[Provided data]

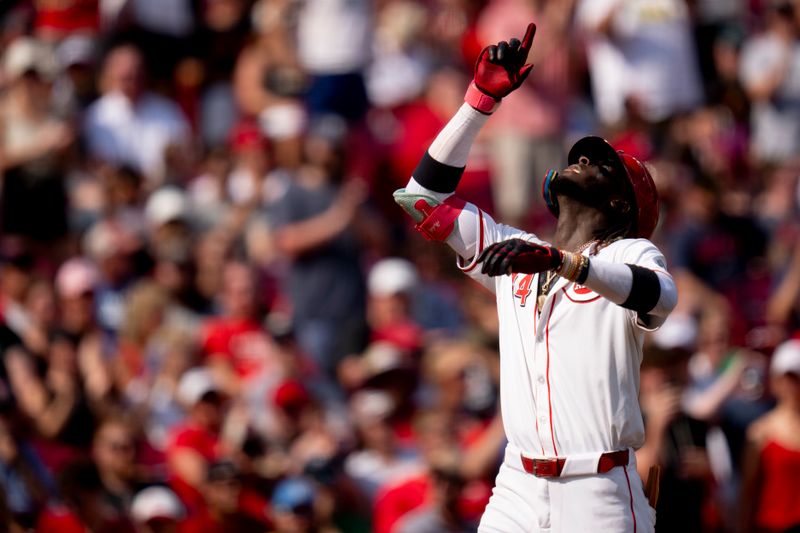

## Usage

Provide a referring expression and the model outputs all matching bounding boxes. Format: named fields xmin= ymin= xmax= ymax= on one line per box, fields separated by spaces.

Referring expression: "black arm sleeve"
xmin=412 ymin=151 xmax=465 ymax=194
xmin=620 ymin=265 xmax=661 ymax=314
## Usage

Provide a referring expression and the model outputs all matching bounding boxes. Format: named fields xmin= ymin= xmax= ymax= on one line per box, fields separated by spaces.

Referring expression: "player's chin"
xmin=552 ymin=173 xmax=608 ymax=199
xmin=551 ymin=174 xmax=584 ymax=196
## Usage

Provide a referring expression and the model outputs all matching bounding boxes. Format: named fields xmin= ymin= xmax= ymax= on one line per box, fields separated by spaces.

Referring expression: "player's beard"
xmin=550 ymin=173 xmax=612 ymax=211
xmin=551 ymin=172 xmax=634 ymax=238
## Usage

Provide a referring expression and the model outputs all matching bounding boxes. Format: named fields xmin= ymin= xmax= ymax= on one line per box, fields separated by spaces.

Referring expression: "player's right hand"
xmin=477 ymin=238 xmax=561 ymax=276
xmin=473 ymin=22 xmax=536 ymax=100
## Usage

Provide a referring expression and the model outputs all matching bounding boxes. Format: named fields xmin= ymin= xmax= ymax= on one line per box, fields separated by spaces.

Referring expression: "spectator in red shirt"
xmin=371 ymin=410 xmax=450 ymax=533
xmin=740 ymin=340 xmax=800 ymax=533
xmin=201 ymin=260 xmax=281 ymax=397
xmin=372 ymin=405 xmax=504 ymax=533
xmin=167 ymin=368 xmax=228 ymax=513
xmin=179 ymin=460 xmax=270 ymax=533
xmin=36 ymin=459 xmax=135 ymax=533
xmin=394 ymin=457 xmax=492 ymax=533
xmin=366 ymin=258 xmax=423 ymax=353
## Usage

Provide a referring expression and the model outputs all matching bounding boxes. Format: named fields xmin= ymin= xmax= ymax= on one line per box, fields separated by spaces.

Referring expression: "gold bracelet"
xmin=555 ymin=252 xmax=569 ymax=277
xmin=569 ymin=255 xmax=581 ymax=281
xmin=558 ymin=251 xmax=580 ymax=281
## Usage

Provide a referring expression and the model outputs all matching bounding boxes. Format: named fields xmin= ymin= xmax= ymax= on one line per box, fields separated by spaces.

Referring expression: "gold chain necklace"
xmin=537 ymin=239 xmax=596 ymax=311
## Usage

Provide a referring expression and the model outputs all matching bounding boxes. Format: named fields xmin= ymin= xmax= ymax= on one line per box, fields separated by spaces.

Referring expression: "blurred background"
xmin=0 ymin=0 xmax=799 ymax=532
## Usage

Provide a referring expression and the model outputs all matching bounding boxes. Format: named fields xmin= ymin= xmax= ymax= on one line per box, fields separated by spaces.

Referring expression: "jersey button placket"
xmin=533 ymin=302 xmax=550 ymax=453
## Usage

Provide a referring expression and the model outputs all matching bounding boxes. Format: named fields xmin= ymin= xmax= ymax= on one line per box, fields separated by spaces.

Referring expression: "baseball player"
xmin=393 ymin=23 xmax=677 ymax=532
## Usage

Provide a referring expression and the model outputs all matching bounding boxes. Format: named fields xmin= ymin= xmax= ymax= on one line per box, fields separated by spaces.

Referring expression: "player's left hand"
xmin=477 ymin=238 xmax=561 ymax=276
xmin=473 ymin=22 xmax=536 ymax=100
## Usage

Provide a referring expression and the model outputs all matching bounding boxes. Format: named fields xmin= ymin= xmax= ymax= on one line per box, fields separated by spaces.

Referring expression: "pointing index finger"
xmin=519 ymin=22 xmax=537 ymax=59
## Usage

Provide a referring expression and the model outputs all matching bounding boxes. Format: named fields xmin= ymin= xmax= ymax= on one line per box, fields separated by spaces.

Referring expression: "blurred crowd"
xmin=0 ymin=0 xmax=800 ymax=532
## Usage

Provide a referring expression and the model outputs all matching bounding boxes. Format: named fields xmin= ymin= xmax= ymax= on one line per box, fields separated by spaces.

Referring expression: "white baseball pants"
xmin=478 ymin=445 xmax=655 ymax=533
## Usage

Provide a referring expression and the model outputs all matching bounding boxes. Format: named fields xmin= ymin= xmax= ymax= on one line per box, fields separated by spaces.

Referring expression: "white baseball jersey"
xmin=456 ymin=210 xmax=667 ymax=457
xmin=456 ymin=209 xmax=663 ymax=532
xmin=402 ymin=102 xmax=671 ymax=532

[/Provided data]

- **Task to carry out**: Except for pictures, copy the records above exactly.

- **Result**:
## Usage

Provide a referring expression and the model outputs all matching bounding boxes. Format: named fields xmin= ymin= xmax= ymax= on one line per box, fields separated by spaces.

Referring expression: "black arm sleeve"
xmin=412 ymin=151 xmax=465 ymax=194
xmin=620 ymin=265 xmax=661 ymax=314
## Usage

Provide a referring expression and the model outputs all matching bounding boxes. Format: named fields xmin= ymin= xmax= ymax= on one line per box, fields separated by spaces.

Referring expression: "player's chin"
xmin=552 ymin=173 xmax=608 ymax=199
xmin=551 ymin=174 xmax=584 ymax=196
## Usage

Provide a referring expression and the model outputs all matching bounding boxes. Format: named fields xmin= ymin= xmax= ymax= on one line per box, fields separated by spaces.

Referring expression: "player's beard"
xmin=550 ymin=173 xmax=612 ymax=211
xmin=551 ymin=172 xmax=634 ymax=238
## Usage

Provide a referring expression and the model outputs all matching bounding boxes. Format: named fields xmin= ymin= xmax= ymax= on one line per box, fields separated by spaces.

Referring expression: "player's right hand"
xmin=477 ymin=238 xmax=561 ymax=276
xmin=473 ymin=22 xmax=536 ymax=100
## Usage

Provide a referring expression and the model outputs all matching bounding boxes. Format: named fields xmin= ymin= xmax= ymax= on one line per box, fields separated by spaces.

Referring expression: "spectator in red shirt"
xmin=371 ymin=410 xmax=450 ymax=533
xmin=740 ymin=340 xmax=800 ymax=533
xmin=201 ymin=260 xmax=281 ymax=397
xmin=372 ymin=405 xmax=504 ymax=533
xmin=167 ymin=368 xmax=228 ymax=513
xmin=179 ymin=460 xmax=270 ymax=533
xmin=36 ymin=459 xmax=135 ymax=533
xmin=394 ymin=457 xmax=492 ymax=533
xmin=366 ymin=258 xmax=423 ymax=353
## Usage

Provide a referring expression and the model outputs all matching bounding boxes. Format: named fields xmin= ymin= xmax= ymax= on one line per box, fields separated by spaces.

Referring expression: "gold bracelet"
xmin=555 ymin=252 xmax=569 ymax=277
xmin=569 ymin=255 xmax=581 ymax=281
xmin=558 ymin=251 xmax=580 ymax=281
## Usage

Provide a referring expression and the model outputs all matching bounding boxes. Format: named fields xmin= ymin= xmax= ymax= on one line per box, fields separated by spaces.

Referring expression: "gold chain necklace"
xmin=537 ymin=239 xmax=596 ymax=311
## Usage

Provide a referring expression and the model outputs all matching bounding boxes. Format: named fields xmin= ymin= xmax= ymax= on one line per box, fields separated by spaces.

Referring expression: "blurred background"
xmin=0 ymin=0 xmax=799 ymax=532
## Usage

Provide a referring expression and the model outputs all matching bounding boxes. Format: named fields xmin= ymin= xmax= ymax= on one line per box, fields separated by spaces.

Referring expression: "jersey button placket"
xmin=533 ymin=302 xmax=550 ymax=453
## Usage

Provide a referring expression and the model outputs all matching bounding boxes. Format: named fields xmin= ymin= xmax= ymax= on one line per box, fields separated by spaces.

Referring expression: "baseball player"
xmin=393 ymin=23 xmax=677 ymax=532
## Usage

Provide a referring expression and the model outputs all matching bounding boxes. Format: named fields xmin= ymin= xmax= ymax= on one line per box, fields separated by spaces.

Referring expression: "player's left hand"
xmin=477 ymin=238 xmax=561 ymax=276
xmin=473 ymin=22 xmax=536 ymax=100
## Usage

Provide a referring expression and the model outputs all matching bounding boxes. Format: named fields xmin= ymin= xmax= ymax= on one line per box, fields separated by spaces.

Referring expression: "pointing index finger"
xmin=519 ymin=22 xmax=537 ymax=59
## Usage

Provide a referring expression and the model outputs all matching bounding boxes. Format: named fields xmin= ymin= xmax= ymax= on one line per box, fields separated by spaces.

Referring expression: "blurred crowd"
xmin=0 ymin=0 xmax=800 ymax=532
## Usage

Provide a referring expression and the model outputs all matching bounding boxes. Format: named fields xmin= ymin= xmax= ymax= on one line per box, fields separated by spaces.

Referring expression: "white baseball pants"
xmin=478 ymin=445 xmax=655 ymax=533
## Usage

Provide a referring expression and the model outputs all matching bounding boxes. Format: named fields xmin= ymin= xmax= ymax= on one line per box, fields separated by spaces.

Referring expression: "white baseball jersey"
xmin=456 ymin=210 xmax=667 ymax=457
xmin=456 ymin=209 xmax=663 ymax=532
xmin=402 ymin=102 xmax=671 ymax=532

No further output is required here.